_Text_
Luray is the county seat of Page County, Virginia, United States, in the Shenandoah Valley in the northern part of the Commonwealth. The population was 4,895 at the 2010 census.

The town was started by William Staige Marye in 1812, a descendant of a family native to Luray, France. The mayor of the town is Jerry Dofflemyer.

Geography
Luray is located at  (38.664097, −78.454531).

According to the United States Census Bureau, the town has a total area of 4.8 square miles (12.3 km2), of which, 4.7 square miles (12.3 km2) of it is land and 0.21% is water.

Demographics

As of the census of 2000, there were 4,871 people, 2,037 households, and 1,332 families residing in the town. The population density was 1,026.8 people per square mile (396.8/km2). There were 2,191 housing units at an average density of 461.9 per square mile (178.5/km2). The racial makeup of the town was 92.45% White, 5.52% African American, 0.25% Native American, 0.33% Asian, 0.45% from other races, and 1.01% from two or more races. Hispanic or Latino of any race were 1.35% of the population.

There were 2,037 households, out of which 27.9% had children under the age of 28 living with them, 47.8% were married couples living together, 13.5% had a female householder with no husband present, and 34.6% were non-families. 30.7% of all households were made up of individuals, and 15.7% had someone living alone who was 65 years of age or older. The average household size was 2.31 and the average family size was 2.85.

In the town, the population was spread out, with 22.1% under the age of 18, 6.7% from 18 to 24, 27.0% from 25 to 44, 23.0% from 45 to 64, and 21.3% who were 65 years of age or older. The median age was 41 years. For every 100 females there were 87.2 males. For every 100 females age 18 and over, there were 82.3 males.

The median income for a household in the town was $34,306, and the median income for a family was $39,972. Males had a median income of $30,039 versus $19,841 for females. The per capita income for the town was $16,205. About 11.3% of families and 13.1% of the population were below the poverty line, including 22.4% of those under age 18 and 9.6% of those age 65 or over.

_Problem set_
[1] Translate this sentence from the text on Luray into French: "The median income for a household in the town was $34,306, and the median income for a family was $39,972."
[2] Determine whether each statement agrees with the text on Luray, answering yes or no and quoting the deciding words: (a) Luray is the county seat of Page County. (b) The 2000 census counted more residents than the 2010 census. (c) Females in the town had a higher median income than males.
[3] Write what comes next in the text on Luray, beginning after its final sentence.
The entries that follow are not required for any of the work here.

Named object pointing entries:

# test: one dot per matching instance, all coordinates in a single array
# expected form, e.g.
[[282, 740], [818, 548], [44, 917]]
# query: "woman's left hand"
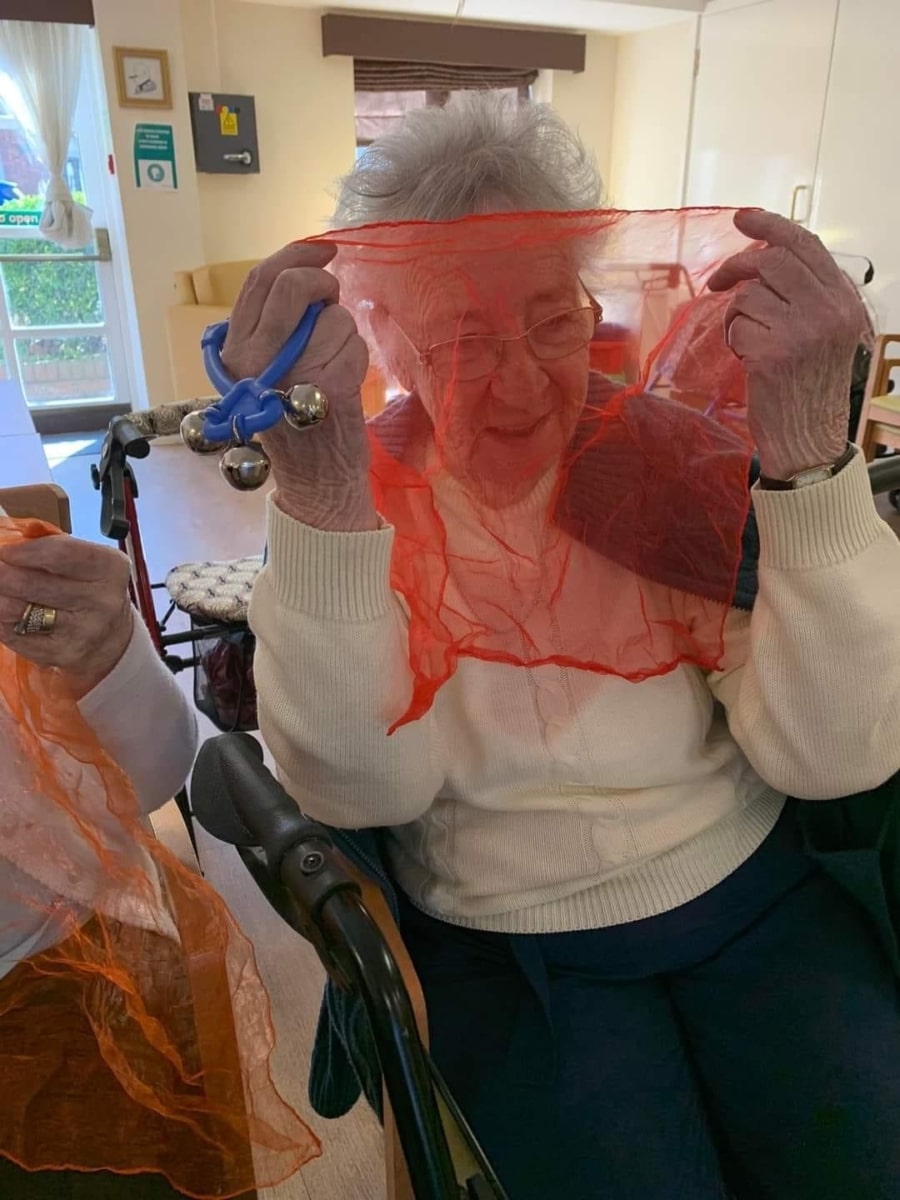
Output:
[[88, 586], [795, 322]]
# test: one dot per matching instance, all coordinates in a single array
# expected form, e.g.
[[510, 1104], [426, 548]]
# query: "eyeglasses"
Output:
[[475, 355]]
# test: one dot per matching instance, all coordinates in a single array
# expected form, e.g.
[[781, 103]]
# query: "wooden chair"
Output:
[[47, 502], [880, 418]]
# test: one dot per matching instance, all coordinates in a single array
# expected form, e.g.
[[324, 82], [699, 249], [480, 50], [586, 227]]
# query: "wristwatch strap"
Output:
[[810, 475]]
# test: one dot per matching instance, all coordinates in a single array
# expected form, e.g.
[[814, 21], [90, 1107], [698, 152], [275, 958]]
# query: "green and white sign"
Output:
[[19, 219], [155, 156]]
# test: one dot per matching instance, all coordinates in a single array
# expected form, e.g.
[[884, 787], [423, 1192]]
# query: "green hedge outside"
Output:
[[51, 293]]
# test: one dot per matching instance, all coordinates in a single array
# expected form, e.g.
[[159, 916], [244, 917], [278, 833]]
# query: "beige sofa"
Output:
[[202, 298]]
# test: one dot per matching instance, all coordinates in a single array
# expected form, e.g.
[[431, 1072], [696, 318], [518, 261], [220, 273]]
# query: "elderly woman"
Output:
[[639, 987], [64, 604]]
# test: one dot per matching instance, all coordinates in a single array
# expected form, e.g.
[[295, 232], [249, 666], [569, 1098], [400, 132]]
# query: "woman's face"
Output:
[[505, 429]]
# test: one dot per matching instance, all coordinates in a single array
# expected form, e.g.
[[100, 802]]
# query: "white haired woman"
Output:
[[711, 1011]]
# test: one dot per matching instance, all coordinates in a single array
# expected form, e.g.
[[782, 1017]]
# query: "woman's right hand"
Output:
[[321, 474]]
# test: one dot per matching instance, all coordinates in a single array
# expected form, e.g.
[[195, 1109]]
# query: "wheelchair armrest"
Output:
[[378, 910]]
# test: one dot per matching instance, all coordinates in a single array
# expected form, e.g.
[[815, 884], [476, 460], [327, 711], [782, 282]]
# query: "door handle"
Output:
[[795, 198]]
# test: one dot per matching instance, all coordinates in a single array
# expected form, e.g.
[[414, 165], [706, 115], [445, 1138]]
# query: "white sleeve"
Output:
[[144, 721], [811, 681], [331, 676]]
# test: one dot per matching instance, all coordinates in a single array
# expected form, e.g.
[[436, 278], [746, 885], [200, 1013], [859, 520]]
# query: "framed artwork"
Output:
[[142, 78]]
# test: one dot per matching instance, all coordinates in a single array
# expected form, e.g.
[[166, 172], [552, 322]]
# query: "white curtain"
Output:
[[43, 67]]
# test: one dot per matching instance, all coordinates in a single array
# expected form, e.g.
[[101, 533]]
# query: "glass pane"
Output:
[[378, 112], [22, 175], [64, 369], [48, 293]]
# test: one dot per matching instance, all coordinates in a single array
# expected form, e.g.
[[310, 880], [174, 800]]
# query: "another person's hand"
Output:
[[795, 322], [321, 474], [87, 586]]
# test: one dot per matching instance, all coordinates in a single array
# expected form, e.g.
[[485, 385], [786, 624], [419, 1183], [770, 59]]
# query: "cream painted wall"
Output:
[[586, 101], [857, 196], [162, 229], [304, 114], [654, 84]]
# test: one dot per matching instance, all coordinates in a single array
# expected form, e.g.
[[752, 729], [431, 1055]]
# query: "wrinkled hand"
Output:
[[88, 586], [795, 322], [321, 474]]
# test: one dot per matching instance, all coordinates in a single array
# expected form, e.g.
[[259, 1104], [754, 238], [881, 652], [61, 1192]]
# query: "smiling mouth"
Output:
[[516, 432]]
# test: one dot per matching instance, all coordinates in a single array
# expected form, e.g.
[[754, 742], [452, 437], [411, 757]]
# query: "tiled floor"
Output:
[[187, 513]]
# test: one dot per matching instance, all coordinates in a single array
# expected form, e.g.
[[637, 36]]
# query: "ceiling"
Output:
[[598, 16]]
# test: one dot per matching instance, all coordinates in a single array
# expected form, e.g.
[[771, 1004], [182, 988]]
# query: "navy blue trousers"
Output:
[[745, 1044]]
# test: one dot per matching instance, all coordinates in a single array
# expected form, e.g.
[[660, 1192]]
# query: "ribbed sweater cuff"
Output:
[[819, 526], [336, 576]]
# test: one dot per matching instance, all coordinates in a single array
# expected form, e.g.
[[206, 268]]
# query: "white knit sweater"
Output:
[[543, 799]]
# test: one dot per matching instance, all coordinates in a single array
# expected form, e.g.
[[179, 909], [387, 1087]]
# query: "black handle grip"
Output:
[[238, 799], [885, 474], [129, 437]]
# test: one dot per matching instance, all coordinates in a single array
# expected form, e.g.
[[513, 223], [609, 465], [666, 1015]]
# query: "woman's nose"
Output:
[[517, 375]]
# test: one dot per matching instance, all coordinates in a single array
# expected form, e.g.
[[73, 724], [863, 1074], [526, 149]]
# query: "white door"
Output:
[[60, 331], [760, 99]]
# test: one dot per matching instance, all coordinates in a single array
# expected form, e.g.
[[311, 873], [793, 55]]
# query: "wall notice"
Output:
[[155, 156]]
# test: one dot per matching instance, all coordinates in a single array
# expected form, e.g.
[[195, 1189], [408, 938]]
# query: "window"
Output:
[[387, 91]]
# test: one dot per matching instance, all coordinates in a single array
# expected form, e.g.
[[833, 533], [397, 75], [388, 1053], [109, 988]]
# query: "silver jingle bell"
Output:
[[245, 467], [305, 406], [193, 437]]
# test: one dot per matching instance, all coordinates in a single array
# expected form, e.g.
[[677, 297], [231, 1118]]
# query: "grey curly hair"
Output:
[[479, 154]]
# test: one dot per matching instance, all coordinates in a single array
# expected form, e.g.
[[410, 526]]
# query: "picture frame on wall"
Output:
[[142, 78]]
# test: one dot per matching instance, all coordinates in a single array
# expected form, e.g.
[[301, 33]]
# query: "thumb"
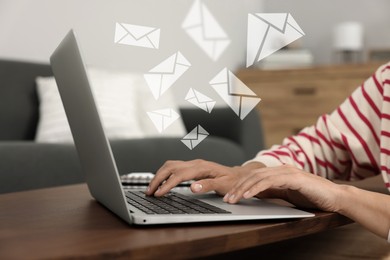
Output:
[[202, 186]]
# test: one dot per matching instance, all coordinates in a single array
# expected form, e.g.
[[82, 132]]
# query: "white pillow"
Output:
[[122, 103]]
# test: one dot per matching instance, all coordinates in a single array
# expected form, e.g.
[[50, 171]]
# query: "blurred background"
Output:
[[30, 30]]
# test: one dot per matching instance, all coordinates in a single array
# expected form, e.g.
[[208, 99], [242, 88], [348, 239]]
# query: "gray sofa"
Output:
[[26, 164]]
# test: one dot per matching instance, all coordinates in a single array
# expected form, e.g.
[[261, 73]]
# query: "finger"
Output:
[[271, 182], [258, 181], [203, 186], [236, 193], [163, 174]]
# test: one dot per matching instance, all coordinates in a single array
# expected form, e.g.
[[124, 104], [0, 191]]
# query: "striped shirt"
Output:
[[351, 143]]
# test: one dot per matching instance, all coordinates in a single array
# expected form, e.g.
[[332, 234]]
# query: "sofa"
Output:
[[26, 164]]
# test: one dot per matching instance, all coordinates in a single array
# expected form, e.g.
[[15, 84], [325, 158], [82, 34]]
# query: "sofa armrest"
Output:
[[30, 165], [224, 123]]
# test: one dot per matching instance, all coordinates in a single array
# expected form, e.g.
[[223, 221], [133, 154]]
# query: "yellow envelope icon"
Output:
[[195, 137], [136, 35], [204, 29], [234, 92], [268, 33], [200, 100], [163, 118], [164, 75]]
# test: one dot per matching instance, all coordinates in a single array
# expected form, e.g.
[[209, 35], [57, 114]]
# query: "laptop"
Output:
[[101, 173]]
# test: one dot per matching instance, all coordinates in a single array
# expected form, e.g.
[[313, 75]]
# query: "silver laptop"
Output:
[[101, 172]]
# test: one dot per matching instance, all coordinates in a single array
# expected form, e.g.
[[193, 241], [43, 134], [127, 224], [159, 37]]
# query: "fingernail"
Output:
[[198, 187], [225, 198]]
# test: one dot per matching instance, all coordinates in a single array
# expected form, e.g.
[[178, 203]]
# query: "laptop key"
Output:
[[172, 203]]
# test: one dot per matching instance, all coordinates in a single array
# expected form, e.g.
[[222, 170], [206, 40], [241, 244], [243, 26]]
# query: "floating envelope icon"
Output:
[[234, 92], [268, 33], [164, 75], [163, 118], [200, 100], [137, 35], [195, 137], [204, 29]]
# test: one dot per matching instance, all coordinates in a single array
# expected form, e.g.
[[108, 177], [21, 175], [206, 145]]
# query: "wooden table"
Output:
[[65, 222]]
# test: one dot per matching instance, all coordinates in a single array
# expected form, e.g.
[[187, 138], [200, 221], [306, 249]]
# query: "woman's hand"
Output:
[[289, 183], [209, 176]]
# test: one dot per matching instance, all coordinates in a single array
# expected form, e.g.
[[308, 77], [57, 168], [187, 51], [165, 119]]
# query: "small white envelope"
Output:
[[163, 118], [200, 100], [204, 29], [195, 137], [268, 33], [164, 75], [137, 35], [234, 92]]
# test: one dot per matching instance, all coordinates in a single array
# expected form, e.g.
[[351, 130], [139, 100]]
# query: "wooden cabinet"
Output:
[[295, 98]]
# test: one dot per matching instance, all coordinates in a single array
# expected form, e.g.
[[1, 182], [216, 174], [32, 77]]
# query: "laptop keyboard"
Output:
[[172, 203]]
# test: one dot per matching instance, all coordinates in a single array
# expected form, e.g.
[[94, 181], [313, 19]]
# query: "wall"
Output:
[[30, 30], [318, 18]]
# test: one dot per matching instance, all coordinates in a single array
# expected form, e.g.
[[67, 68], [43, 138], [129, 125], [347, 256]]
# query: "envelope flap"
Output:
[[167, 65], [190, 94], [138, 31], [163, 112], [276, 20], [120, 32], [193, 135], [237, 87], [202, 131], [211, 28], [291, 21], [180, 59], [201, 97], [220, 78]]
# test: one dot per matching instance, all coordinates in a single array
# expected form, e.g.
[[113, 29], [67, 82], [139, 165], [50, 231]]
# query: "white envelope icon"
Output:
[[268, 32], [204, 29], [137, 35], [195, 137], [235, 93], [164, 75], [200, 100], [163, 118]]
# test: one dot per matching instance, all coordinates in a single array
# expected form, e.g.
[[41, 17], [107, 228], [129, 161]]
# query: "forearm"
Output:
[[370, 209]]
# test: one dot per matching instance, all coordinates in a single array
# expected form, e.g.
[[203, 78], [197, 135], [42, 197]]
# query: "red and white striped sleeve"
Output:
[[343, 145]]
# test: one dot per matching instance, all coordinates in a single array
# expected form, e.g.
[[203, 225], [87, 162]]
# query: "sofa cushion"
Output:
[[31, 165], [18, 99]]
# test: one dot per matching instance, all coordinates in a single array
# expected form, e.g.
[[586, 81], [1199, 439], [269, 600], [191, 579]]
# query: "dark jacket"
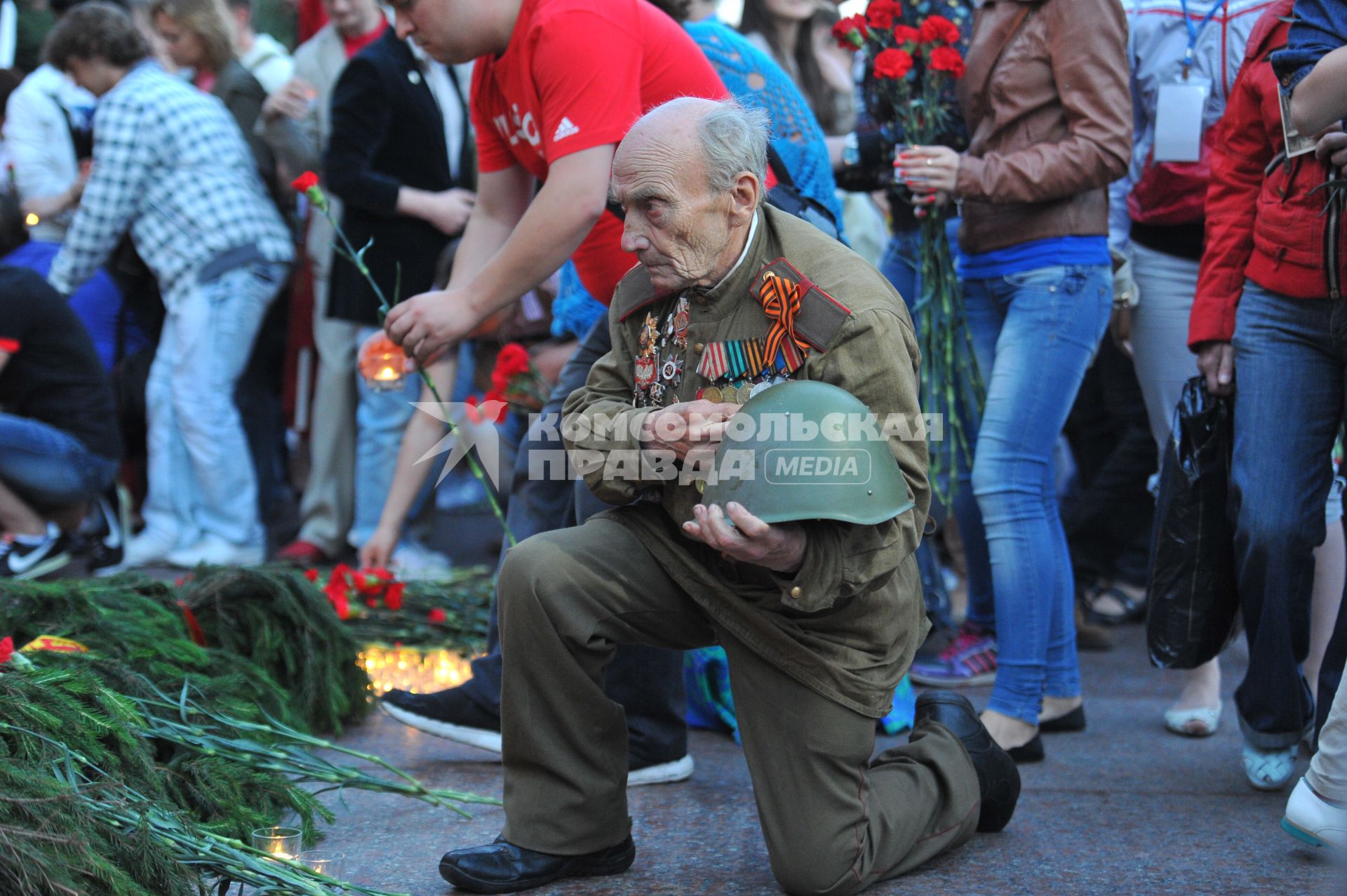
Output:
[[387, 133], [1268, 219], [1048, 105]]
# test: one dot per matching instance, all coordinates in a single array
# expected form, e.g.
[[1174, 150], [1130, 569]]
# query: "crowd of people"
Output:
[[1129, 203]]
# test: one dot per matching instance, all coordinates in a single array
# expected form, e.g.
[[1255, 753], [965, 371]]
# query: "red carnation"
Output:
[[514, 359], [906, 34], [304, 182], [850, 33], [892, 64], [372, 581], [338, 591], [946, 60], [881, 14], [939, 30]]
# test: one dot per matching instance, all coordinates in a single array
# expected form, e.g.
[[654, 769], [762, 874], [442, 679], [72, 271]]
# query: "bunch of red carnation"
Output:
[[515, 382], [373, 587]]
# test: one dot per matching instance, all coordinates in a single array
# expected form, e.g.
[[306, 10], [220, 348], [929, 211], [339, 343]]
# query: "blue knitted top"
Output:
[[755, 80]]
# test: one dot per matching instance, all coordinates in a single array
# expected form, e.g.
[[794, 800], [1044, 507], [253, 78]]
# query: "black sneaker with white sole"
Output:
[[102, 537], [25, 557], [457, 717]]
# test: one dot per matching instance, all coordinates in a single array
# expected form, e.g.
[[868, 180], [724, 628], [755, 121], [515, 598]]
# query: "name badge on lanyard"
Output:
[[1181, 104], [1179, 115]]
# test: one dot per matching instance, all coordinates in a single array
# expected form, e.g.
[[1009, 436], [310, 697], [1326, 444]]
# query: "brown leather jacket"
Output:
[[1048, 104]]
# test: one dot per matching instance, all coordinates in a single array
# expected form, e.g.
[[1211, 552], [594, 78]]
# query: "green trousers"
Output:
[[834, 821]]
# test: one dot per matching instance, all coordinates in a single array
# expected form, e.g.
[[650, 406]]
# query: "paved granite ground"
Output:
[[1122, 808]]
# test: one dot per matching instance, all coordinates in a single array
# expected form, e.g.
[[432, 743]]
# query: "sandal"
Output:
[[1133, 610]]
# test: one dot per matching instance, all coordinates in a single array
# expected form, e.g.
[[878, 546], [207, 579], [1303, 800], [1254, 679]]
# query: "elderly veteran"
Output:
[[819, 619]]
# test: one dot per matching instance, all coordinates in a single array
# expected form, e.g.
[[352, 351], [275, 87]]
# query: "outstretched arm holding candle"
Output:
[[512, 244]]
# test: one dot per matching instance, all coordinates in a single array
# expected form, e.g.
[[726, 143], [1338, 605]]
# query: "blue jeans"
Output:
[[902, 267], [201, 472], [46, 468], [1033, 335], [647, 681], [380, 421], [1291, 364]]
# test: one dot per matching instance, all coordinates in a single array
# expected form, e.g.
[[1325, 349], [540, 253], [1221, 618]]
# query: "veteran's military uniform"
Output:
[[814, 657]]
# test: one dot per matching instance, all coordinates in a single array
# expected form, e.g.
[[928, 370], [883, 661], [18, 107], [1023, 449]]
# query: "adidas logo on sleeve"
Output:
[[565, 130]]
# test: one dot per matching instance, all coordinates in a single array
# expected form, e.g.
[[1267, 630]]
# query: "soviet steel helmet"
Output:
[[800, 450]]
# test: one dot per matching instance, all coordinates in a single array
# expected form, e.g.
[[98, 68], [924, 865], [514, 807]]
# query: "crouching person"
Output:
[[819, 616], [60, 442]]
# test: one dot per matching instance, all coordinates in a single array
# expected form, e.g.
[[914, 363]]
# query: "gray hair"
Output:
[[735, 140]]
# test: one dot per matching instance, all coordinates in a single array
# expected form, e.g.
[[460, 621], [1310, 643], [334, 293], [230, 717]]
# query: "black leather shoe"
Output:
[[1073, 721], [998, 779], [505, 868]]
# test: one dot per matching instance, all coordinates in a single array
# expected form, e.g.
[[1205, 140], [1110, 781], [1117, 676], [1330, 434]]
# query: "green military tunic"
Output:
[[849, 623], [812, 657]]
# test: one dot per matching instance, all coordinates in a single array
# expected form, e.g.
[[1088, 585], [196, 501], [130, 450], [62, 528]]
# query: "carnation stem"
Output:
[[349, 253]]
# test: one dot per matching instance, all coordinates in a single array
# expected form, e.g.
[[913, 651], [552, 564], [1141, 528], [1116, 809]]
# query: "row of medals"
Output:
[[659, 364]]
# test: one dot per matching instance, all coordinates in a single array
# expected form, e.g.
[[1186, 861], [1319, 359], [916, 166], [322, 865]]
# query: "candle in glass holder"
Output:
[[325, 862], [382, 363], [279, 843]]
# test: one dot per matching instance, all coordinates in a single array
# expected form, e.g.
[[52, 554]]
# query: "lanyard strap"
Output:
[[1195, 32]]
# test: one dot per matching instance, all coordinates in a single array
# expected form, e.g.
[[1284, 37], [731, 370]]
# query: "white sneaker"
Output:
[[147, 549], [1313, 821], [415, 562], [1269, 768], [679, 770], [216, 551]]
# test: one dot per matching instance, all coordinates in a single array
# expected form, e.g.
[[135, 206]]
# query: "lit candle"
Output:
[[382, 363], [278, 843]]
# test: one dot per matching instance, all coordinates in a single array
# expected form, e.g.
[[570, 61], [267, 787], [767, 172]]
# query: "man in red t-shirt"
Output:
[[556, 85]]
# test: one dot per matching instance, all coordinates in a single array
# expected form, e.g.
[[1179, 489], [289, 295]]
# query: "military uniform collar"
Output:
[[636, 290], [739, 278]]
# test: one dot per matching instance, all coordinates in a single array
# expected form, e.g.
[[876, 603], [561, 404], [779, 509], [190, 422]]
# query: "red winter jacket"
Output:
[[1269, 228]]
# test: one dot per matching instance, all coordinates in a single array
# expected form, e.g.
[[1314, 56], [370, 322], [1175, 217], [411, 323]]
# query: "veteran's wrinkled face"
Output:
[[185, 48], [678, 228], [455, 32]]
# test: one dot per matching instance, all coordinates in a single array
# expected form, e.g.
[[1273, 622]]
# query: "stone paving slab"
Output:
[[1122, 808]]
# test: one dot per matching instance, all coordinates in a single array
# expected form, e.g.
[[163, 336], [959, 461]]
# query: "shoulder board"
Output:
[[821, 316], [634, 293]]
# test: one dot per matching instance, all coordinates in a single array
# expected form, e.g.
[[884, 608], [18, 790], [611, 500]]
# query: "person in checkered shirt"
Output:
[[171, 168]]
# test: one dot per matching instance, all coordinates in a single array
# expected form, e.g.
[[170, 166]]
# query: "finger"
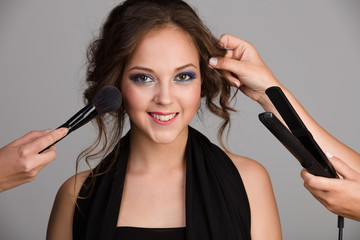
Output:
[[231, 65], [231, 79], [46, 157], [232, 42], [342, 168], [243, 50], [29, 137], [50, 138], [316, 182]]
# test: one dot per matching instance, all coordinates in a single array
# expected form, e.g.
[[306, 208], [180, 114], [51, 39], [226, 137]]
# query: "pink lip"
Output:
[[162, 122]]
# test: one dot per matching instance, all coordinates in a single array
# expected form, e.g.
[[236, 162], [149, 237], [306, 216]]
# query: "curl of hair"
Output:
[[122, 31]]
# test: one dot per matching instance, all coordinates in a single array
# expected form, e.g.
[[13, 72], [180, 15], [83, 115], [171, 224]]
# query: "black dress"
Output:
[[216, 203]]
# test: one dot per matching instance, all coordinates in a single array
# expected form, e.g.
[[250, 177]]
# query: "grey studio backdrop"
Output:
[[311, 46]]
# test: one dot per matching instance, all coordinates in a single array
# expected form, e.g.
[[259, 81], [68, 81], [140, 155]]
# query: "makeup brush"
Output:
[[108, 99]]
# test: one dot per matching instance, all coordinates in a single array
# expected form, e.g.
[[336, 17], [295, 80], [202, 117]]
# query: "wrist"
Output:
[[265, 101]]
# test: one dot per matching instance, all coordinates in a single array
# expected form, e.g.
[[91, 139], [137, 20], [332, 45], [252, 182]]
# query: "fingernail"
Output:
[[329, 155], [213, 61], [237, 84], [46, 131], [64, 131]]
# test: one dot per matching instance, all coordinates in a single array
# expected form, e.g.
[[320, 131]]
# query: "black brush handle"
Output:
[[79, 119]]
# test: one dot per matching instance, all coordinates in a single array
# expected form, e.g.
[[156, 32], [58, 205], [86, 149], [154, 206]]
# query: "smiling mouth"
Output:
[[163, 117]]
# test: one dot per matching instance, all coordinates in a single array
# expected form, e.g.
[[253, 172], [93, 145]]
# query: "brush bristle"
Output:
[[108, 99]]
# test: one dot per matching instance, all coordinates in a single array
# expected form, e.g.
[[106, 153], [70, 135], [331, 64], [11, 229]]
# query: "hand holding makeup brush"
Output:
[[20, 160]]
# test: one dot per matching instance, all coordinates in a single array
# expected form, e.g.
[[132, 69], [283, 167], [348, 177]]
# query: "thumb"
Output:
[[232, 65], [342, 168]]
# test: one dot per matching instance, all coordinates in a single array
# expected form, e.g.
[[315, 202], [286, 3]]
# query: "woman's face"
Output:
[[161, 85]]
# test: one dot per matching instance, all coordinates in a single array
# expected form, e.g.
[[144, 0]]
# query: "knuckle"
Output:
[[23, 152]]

_Per-task outputs_
[1] Le revenu médian d'un ménage de la ville était de 34 306 dollars, et le revenu médian d'une famille était de 39 972 dollars.

[2]
(a) Yes: "Luray is the county seat of Page County, Virginia."
(b) No: "As of the census of 2000, there were 4,871 people" and "The population was 4,895 at the 2010 census."
(c) No: "Males had a median income of $30,039 versus $19,841 for females."

[3]
Notable features

 Luray Caverns is located in the western part of Luray.
 Luray is the nearest town to the Thornton Gap entrance to Skyline Drive (to the east), as well as serving as the headquarters for Shenandoah National Park.
 Murder Mountain, located off Old Wagon Road in Luray, has become a destination for ghost hunters.
 The Luray Downtown Historic District is a Virginia Main Street Community and a registered National Historic District.
 It is also home to the 2010 Valley Baseball League Champion Luray Wranglers.
 One of the dominant hills in the Town of Luray is the location of the Grand Old Mimslyn Inn, a 1931 classic Southern mansion style hotel.  The hotel is a popular site for wedding receptions. First Lady Eleanor Roosevelt visited the Mimslyn during a short visit in the late 1930s and former Virginia Governor Mark Warner visited in January 2008. The site of the Mimslyn is on the former location of "Aventine Hall," the home of Peter Bouck Borst, a mid-19th century lawyer. Aventine was carefully removed to make way for the construction of the Mimslyn in the 1930s. "Aventine Hall" is now located on South Court Street (this is a private residence) in the Town of Luray, Virginia.
 The only high school in Luray is Luray High School, home of the Bulldogs.
 The town is also home to The Page News and Courier, the major newspaper for the county.
In 1893 the Blue Ridge Bank was founded, one of the oldest still functioning banks in Virginia.
 The community's proximity to the South Fork of the Shenandoah River provides recreational opportunities connected with boating, white water rafting, and fishing as well as hunting in the fall.
 The Luray Singing Tower, officially known as the Belle Brown Northcott Memorial, was erected in 1937 in memory of Colonel Theodore Clay Northcott's wife (Northcott was the owner of the Luray Caverns). At  high the Luray Singing Tower contains a carillon of 47 bells from John Taylor & Co of Loughborough, Leicestershire, Great Britain. The largest bell weighs 7,640 pounds and is six feet in diameter. The smallest weighs a mere 12½ pounds. Recognized as one of the country's major carillons, regularly scheduled recitals are held, free of charge, through the spring, summer and fall. The carillon is situated in a park opposite Luray Caverns.
 Archeological Site No. AU-154, Blackrock Springs Site, Jeremey's Run Site, and Paine Run Rockshelter are archaeological sites listed on the National Register of Historic Places.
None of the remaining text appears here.